#### Assignment
A verbatim printing of the entries that follow is needed; pictures must not appear in it.
── Given data ──
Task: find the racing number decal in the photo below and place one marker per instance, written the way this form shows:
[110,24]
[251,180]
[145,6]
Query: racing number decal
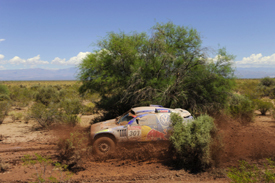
[134,132]
[122,132]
───
#### Response below
Task: find the racing number decal in the photo below and place one marker per instance, written the way this form shows:
[110,24]
[251,180]
[145,6]
Query: racing number decal
[134,132]
[122,132]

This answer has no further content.